==== Exercise data ====

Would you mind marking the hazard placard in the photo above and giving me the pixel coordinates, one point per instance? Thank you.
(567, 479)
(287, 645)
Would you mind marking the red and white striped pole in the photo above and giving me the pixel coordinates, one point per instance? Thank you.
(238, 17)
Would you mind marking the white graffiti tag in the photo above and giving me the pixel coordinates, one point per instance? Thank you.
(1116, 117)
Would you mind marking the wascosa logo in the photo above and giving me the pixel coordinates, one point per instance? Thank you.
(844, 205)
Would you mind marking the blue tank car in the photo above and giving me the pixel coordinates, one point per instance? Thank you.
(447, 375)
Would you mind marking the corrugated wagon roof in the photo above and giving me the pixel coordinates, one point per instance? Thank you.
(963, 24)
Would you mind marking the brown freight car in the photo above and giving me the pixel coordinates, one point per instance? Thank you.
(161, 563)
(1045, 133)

====

#### Stated task
Reproduce the records above, substituting "one point for each instance" for each occurrence of "one point per instance" and leaving everything else unchanged.

#### Response to this task
Would you mind marking the hazard placard in the photo above and giving me the pixel coordinates, one point for each instance? Thank you.
(567, 479)
(287, 645)
Would you mind marking the red and white striped pole in the photo above and giving me the pixel coordinates, one point for each instance? Thank you.
(238, 17)
Would you mind marking the white graffiti tag in the photo above and giving me the pixel coordinates, one point for each instance? Thank you.
(1116, 117)
Would you mind marking the wascosa logo in the photo above and giving me the pixel coordinates, one point for each instance? Thank you.
(844, 205)
Would you mind marking the blue tank car in the photo above and giving me the pixel coordinates, one point for each instance? Thank you.
(447, 375)
Would you mind marking the corrugated wagon roof in the photo above and giving me the pixel coordinates, one point for each instance? Thank you.
(963, 24)
Would you mind marking the brown freight car in the photo above and giving me the pixel coordinates, one point for each instance? Thank you.
(161, 563)
(1045, 133)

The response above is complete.